**Set problem:** Copy out the material below word for word, keeping every line and character as it stands.

**Entries shown:**
=-=-=
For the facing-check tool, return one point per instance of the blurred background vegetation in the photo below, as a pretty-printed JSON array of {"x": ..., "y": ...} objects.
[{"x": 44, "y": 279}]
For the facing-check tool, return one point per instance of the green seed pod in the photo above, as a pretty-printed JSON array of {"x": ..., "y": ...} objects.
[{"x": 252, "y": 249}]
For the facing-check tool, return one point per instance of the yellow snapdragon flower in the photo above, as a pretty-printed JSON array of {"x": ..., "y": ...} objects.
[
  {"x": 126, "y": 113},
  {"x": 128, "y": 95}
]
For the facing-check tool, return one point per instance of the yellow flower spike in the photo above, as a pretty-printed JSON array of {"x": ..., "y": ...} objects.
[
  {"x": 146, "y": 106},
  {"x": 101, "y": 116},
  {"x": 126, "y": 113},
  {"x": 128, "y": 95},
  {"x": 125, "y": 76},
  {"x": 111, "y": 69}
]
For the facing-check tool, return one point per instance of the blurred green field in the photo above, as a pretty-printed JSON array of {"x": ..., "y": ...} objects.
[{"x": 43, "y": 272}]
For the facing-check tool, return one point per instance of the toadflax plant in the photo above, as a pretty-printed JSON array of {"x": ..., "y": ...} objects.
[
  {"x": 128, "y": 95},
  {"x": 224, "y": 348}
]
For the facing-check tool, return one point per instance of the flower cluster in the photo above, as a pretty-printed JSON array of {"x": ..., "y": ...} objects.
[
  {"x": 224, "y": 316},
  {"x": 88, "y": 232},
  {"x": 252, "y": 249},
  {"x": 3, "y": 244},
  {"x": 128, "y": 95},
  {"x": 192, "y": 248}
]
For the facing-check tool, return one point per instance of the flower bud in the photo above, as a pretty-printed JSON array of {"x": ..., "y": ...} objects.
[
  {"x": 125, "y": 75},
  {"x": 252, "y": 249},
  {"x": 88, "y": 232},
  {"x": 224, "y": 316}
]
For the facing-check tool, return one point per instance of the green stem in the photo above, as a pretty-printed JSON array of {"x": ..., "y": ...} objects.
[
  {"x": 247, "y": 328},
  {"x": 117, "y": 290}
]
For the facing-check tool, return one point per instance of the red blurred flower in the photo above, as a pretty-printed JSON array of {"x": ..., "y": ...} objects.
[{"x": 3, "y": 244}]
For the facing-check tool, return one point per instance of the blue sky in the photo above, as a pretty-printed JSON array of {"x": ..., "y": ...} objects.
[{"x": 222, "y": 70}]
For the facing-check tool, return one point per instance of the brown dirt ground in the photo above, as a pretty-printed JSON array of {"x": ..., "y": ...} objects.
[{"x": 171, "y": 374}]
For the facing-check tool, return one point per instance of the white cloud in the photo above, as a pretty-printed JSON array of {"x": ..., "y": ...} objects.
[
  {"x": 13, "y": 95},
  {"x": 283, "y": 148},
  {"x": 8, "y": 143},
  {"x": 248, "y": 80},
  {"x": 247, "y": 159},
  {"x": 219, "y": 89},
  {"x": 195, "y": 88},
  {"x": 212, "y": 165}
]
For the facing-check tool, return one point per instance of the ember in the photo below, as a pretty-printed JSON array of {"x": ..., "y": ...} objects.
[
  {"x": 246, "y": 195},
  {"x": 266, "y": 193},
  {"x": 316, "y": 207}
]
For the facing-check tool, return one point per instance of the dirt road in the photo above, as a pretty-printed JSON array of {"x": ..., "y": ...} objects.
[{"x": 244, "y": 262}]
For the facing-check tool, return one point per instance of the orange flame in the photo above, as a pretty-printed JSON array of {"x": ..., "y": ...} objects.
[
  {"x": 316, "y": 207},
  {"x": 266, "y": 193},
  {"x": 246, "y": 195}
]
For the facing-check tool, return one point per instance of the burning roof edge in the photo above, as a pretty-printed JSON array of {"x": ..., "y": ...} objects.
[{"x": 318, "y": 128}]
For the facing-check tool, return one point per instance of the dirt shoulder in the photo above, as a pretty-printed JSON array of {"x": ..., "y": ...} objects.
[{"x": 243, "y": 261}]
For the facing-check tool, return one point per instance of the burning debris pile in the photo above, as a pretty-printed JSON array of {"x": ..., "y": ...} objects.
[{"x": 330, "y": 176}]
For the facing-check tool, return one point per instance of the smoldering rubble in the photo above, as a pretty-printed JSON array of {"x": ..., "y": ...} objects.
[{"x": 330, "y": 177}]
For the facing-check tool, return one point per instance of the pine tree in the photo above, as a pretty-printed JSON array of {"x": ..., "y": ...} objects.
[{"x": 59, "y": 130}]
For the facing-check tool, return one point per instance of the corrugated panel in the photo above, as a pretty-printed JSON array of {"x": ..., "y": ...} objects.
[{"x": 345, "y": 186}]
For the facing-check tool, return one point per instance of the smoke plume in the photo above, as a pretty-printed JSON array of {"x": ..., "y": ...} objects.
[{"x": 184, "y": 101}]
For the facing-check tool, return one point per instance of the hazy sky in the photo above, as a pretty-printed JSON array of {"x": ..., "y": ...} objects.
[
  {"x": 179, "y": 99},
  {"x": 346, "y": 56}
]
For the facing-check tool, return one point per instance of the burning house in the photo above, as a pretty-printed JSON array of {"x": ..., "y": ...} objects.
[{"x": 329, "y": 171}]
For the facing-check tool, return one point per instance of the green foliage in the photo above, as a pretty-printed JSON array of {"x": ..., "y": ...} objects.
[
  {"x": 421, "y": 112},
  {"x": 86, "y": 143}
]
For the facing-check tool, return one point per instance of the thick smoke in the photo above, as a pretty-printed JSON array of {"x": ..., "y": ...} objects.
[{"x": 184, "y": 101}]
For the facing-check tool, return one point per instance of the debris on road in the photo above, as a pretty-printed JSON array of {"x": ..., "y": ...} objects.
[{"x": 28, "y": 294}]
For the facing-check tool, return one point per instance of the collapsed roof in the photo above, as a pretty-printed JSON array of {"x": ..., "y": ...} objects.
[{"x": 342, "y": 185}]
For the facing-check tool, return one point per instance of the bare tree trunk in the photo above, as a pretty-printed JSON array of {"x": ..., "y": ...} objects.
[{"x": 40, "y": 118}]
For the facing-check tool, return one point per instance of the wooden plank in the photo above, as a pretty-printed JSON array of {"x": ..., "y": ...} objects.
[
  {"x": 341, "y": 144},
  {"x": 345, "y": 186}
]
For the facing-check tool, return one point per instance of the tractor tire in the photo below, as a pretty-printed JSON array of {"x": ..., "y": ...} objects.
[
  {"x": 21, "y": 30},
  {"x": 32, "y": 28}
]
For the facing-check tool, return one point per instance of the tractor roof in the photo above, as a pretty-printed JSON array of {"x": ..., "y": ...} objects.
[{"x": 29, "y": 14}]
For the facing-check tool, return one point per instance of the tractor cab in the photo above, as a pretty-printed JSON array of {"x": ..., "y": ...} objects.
=-=-=
**The completed task:**
For the facing-check tool, return one point per instance of the blurred background vegetation in the photo below, as a pretty-printed JSON array of {"x": ..., "y": ...} objects.
[{"x": 44, "y": 279}]
For the facing-check tool, return one point per instance of the green seed pod in the photo above, as a pretty-printed JSON array of {"x": ..., "y": ...} objects.
[{"x": 252, "y": 249}]
For the facing-check tool, return one point per instance of the yellow snapdragon flower in the photo above, as a pretty-printed JSON array of {"x": ..., "y": ...} objects.
[
  {"x": 126, "y": 113},
  {"x": 128, "y": 95}
]
For the facing-check tool, return one point per instance of the yellow flower spike in the photo above, as a pretty-printed JSON array of {"x": ..., "y": ...} objects.
[
  {"x": 146, "y": 106},
  {"x": 101, "y": 116},
  {"x": 126, "y": 113},
  {"x": 128, "y": 95},
  {"x": 125, "y": 76},
  {"x": 111, "y": 69}
]
For the facing-check tool, return one point per instance of the blurred green field in the photo above, as a pretty-printed JSON array of {"x": ..., "y": ...} objects.
[{"x": 43, "y": 272}]
For the facing-check tool, return one point per instance of the toadflax plant in the photo above, as a pretty-printed JSON array of {"x": ..., "y": ...} objects.
[
  {"x": 128, "y": 95},
  {"x": 224, "y": 348}
]
For the facing-check tool, return one point per instance of the flower cluster in the photo above, as a pretty-printed JSON array of {"x": ..., "y": ...} objects.
[
  {"x": 224, "y": 316},
  {"x": 88, "y": 232},
  {"x": 252, "y": 249},
  {"x": 3, "y": 244},
  {"x": 128, "y": 95},
  {"x": 192, "y": 248}
]
For the facing-check tool, return one point per instance of the flower bud in the photo above, as a pretty-printed JSON array of {"x": ..., "y": ...} objects.
[
  {"x": 125, "y": 75},
  {"x": 252, "y": 249},
  {"x": 88, "y": 232},
  {"x": 224, "y": 316}
]
For the facing-check tool, return one point per instance of the green stem in the photo above, as a pretty-printed JSON array of {"x": ..., "y": ...} objects.
[
  {"x": 247, "y": 328},
  {"x": 117, "y": 290}
]
For the facing-check tool, return one point per instance of the red blurred flower in the photo above, as a pretty-printed JSON array of {"x": ..., "y": ...} objects.
[{"x": 3, "y": 244}]
For the facing-check tool, return one point per instance of the blue sky in the photo above, as a pretty-printed JSON array of {"x": ..., "y": ...} objects.
[{"x": 222, "y": 70}]
For the facing-check tool, return one point per instance of the brown dirt ground in the photo above, as a pretty-printed JSON array of {"x": ..., "y": ...} objects.
[{"x": 171, "y": 374}]
For the facing-check tool, return one point per instance of the white cloud in the photo above, as a pretty-printed JSON array of {"x": ..., "y": ...} objects.
[
  {"x": 13, "y": 95},
  {"x": 283, "y": 148},
  {"x": 8, "y": 143},
  {"x": 248, "y": 80},
  {"x": 247, "y": 159},
  {"x": 219, "y": 89},
  {"x": 195, "y": 88},
  {"x": 212, "y": 165}
]
For the facing-check tool, return one point per instance of the ember in the photo below, as a pretty-printed JSON array of {"x": ..., "y": ...} objects.
[
  {"x": 246, "y": 195},
  {"x": 266, "y": 193},
  {"x": 316, "y": 207}
]
For the facing-check tool, return one point per instance of the dirt road in the photo above, as a pretty-printed JSON array of {"x": ..., "y": ...} objects.
[{"x": 244, "y": 262}]
For the facing-check tool, return one point per instance of the orange flame in the photo above, as a pretty-printed JSON array of {"x": ..., "y": ...} objects.
[
  {"x": 316, "y": 207},
  {"x": 266, "y": 193},
  {"x": 246, "y": 195}
]
For the facing-check tool, return one point per instance of the burning roof edge in the photo above, as a pretty-printed JSON array of {"x": ..., "y": ...} objects.
[{"x": 318, "y": 128}]
For the facing-check tool, return one point per instance of the dirt shoulder in the photo above, as a pretty-printed JSON array of {"x": ..., "y": ...} objects.
[{"x": 243, "y": 261}]
For the facing-check tool, return one point per instance of the burning debris pile in the photo above, as a pretty-printed JSON array of {"x": ..., "y": ...} objects.
[{"x": 330, "y": 176}]
For the facing-check tool, return one point per instance of the smoldering rubble in the photo above, as a pretty-printed JSON array of {"x": ..., "y": ...} objects.
[{"x": 330, "y": 177}]
For the facing-check tool, return one point per instance of the pine tree in the photo above, as a pretty-printed JSON array of {"x": ..., "y": ...} objects.
[{"x": 59, "y": 130}]
For the facing-check tool, return one point per instance of the corrugated panel in the photo above, as a pretty-printed JSON array of {"x": ..., "y": ...} objects.
[{"x": 345, "y": 186}]
For the facing-check tool, return one point per instance of the smoke plume in the photo above, as a pretty-printed JSON array of {"x": ..., "y": ...} objects.
[{"x": 184, "y": 101}]
For the facing-check tool, return one point per instance of the hazy sky in the photo above, as a pretty-printed JSON array of {"x": ..., "y": ...} objects.
[
  {"x": 179, "y": 99},
  {"x": 346, "y": 56}
]
For the facing-check tool, return one point per instance of the burning house in the photo above, as a pretty-printed JSON array of {"x": ..., "y": ...} objects.
[{"x": 329, "y": 171}]
For the facing-check tool, return one point per instance of the green foliage in the photo above, as a pretty-printed JSON array of {"x": ..., "y": ...} objects.
[
  {"x": 421, "y": 112},
  {"x": 86, "y": 143}
]
For the facing-check tool, return one point per instance of the thick smoke in the photo above, as a pretty-printed JSON array of {"x": ..., "y": ...} objects.
[{"x": 184, "y": 101}]
For the facing-check tool, return one point per instance of the debris on road in the photo above, as a pretty-printed JSON array of {"x": ..., "y": ...} objects.
[{"x": 28, "y": 294}]
For the facing-check tool, return one point per instance of the collapsed roof in the photo above, as a pretty-printed JSON array of {"x": ..., "y": ...} objects.
[{"x": 342, "y": 185}]
For the facing-check tool, return one point per instance of the bare tree trunk in the photo above, as a pretty-printed JSON array of {"x": ..., "y": ...} objects.
[{"x": 40, "y": 118}]
For the facing-check tool, return one point per instance of the wooden plank in the photo above, as a pretty-printed JSON array of {"x": ..., "y": ...} objects.
[
  {"x": 341, "y": 144},
  {"x": 345, "y": 186}
]
For the facing-check tool, return one point per instance of the tractor tire in the photo below, as a pretty-printed JSON array of {"x": ..., "y": ...} objects.
[
  {"x": 21, "y": 30},
  {"x": 32, "y": 28}
]
For the facing-check tool, return one point per instance of the tractor roof in the photo above, as a pretty-printed JSON array of {"x": ..., "y": ...} objects.
[{"x": 29, "y": 14}]
For the facing-check tool, return one point per instance of the tractor cab in the photo above, as a pretty-printed JSON array of {"x": ..., "y": ...} objects.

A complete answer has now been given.